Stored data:
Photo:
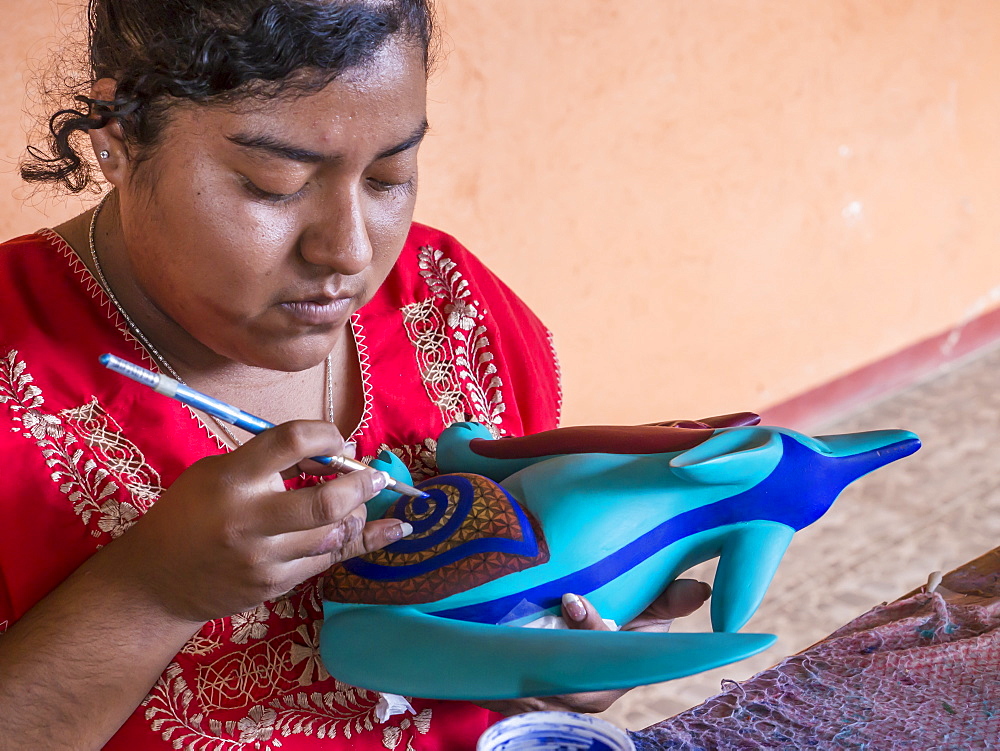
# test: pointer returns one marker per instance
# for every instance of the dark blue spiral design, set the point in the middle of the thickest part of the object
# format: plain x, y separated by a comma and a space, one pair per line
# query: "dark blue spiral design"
526, 547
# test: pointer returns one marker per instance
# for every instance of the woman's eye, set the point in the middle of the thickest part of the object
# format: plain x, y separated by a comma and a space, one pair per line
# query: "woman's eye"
268, 196
382, 186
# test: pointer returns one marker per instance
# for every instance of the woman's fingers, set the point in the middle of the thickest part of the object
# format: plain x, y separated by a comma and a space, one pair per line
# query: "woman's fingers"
321, 505
580, 614
347, 539
283, 447
681, 598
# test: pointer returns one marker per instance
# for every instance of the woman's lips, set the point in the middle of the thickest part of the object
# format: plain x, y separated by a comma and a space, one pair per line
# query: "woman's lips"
318, 312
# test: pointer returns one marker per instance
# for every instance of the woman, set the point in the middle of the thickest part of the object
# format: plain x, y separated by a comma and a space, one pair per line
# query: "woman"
256, 244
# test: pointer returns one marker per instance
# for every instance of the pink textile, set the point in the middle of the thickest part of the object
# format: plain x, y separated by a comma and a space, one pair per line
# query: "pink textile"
920, 673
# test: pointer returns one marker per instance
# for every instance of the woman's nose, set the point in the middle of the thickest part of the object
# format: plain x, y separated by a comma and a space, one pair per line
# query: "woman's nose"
337, 237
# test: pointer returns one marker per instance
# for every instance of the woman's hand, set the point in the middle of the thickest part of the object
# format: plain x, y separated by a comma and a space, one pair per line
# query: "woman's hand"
227, 536
681, 598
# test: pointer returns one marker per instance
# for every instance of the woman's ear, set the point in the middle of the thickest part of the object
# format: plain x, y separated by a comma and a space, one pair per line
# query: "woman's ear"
109, 142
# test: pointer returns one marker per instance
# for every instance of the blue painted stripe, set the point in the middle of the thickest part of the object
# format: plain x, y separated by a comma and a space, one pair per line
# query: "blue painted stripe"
762, 502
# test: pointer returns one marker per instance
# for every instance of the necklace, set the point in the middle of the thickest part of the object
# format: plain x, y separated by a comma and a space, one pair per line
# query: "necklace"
148, 345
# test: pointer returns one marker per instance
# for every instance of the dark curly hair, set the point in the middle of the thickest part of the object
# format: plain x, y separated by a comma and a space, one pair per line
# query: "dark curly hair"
206, 51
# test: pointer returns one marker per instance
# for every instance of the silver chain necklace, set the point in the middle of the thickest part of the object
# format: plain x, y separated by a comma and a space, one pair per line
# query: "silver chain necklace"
148, 345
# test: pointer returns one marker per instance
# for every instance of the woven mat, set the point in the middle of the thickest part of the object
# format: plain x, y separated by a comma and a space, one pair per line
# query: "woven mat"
920, 673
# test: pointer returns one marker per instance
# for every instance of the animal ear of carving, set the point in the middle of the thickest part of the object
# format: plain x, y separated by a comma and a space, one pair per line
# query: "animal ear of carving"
740, 456
388, 462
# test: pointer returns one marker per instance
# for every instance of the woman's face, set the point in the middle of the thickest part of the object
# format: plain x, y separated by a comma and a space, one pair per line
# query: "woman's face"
259, 231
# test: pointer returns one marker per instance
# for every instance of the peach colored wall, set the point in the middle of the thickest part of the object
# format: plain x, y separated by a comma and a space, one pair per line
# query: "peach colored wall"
715, 205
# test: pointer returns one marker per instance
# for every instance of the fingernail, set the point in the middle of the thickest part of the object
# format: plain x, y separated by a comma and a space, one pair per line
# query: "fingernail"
574, 607
380, 481
400, 531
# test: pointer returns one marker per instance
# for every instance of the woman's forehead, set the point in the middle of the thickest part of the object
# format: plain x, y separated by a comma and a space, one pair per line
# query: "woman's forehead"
384, 102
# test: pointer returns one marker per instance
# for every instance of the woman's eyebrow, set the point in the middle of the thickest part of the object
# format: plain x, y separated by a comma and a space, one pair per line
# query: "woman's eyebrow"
276, 147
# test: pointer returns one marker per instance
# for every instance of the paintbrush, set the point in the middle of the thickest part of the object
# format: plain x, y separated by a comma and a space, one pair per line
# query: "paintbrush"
233, 415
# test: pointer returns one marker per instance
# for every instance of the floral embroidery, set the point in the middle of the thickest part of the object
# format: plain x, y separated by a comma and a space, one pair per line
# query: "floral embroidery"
266, 684
262, 684
91, 488
452, 345
101, 432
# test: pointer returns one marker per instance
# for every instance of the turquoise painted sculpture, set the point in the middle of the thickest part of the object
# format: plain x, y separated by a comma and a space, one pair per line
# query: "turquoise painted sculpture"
614, 514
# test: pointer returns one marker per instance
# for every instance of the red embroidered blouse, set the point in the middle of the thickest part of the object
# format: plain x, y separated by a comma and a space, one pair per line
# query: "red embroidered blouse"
87, 452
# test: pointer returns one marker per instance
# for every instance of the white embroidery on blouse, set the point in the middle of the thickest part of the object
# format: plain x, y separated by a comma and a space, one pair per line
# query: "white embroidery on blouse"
453, 345
92, 462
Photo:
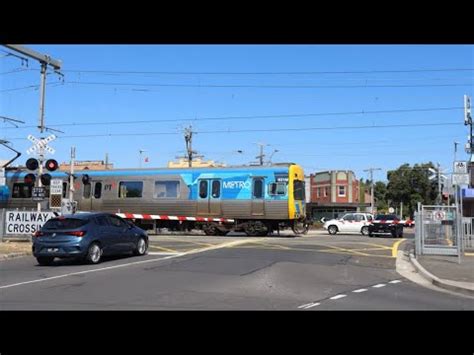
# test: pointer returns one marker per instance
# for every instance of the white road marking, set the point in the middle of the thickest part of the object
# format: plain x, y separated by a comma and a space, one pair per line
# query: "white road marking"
305, 305
161, 253
194, 251
394, 281
337, 297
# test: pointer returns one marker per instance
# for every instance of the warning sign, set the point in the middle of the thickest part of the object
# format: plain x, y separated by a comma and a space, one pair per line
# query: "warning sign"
17, 223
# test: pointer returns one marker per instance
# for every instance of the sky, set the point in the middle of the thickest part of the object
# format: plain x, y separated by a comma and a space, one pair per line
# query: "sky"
325, 107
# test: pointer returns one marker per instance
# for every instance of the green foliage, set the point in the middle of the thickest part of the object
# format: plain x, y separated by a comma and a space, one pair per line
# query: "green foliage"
411, 185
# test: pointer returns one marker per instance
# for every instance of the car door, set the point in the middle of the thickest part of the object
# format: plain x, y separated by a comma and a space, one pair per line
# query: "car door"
105, 232
122, 237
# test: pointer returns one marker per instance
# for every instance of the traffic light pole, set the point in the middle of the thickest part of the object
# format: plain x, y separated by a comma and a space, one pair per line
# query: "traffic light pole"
41, 126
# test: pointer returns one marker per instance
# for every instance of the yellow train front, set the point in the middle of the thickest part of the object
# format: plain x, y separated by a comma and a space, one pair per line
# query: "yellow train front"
255, 199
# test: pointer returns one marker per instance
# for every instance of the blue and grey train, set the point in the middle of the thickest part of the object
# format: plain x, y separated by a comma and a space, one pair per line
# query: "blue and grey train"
259, 199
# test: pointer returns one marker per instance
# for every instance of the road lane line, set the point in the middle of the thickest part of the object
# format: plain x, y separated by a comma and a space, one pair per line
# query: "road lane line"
161, 253
395, 247
337, 297
152, 246
223, 245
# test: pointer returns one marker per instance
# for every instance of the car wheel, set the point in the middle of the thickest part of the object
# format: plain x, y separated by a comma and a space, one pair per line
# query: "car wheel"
142, 247
94, 253
45, 260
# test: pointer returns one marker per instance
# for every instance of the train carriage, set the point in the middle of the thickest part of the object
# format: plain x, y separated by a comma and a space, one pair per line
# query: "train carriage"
257, 200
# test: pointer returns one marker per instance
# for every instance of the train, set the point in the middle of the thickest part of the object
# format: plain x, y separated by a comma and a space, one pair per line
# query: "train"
257, 200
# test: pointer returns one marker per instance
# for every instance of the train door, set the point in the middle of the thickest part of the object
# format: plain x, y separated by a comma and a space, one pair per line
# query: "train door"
209, 197
96, 196
258, 197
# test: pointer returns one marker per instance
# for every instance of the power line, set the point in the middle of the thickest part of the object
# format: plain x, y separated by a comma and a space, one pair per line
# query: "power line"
259, 130
266, 86
270, 73
224, 118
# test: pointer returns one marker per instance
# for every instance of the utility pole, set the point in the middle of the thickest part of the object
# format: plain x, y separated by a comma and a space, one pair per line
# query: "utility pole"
44, 60
188, 137
261, 155
371, 171
71, 177
141, 151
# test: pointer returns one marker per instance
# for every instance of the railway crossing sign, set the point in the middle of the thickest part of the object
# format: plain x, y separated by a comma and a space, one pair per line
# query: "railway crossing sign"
438, 215
460, 167
38, 193
40, 144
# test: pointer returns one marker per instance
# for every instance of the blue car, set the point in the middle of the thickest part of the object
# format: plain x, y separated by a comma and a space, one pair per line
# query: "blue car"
87, 236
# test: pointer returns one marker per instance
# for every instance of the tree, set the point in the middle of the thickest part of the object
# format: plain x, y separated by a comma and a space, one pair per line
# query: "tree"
411, 185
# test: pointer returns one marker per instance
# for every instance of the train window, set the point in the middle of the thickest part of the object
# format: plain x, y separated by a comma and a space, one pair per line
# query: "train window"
277, 188
97, 190
298, 190
258, 188
166, 189
216, 189
86, 192
203, 189
64, 189
21, 190
130, 189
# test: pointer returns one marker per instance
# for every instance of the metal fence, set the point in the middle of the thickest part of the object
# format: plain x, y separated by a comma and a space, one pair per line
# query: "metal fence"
438, 231
468, 233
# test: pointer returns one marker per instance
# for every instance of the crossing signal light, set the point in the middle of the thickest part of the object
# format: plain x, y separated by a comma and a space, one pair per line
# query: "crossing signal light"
30, 179
45, 179
51, 165
86, 179
32, 164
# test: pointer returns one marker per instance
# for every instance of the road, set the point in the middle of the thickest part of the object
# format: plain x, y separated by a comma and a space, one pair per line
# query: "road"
196, 272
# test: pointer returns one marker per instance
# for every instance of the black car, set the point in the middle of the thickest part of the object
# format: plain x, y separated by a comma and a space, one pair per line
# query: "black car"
386, 224
87, 236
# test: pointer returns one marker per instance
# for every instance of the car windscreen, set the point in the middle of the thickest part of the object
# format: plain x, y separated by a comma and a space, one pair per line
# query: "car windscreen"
65, 223
386, 217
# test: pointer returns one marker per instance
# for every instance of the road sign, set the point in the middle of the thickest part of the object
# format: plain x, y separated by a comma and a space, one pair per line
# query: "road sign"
40, 144
460, 167
460, 179
439, 215
38, 193
56, 187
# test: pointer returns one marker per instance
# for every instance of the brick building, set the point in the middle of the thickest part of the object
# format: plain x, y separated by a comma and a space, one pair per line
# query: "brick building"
335, 192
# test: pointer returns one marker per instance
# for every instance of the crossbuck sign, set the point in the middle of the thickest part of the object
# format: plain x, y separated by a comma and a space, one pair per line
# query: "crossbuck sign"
40, 144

PROBLEM DETAILS – Show each line of the records above that contains the string "marking". Treat uppercase and lowercase letters as different.

PROBLEM SOLUTION –
# for every instance of the white road marking, set the point in the middle of the thickest part of the object
# query: "white road marking"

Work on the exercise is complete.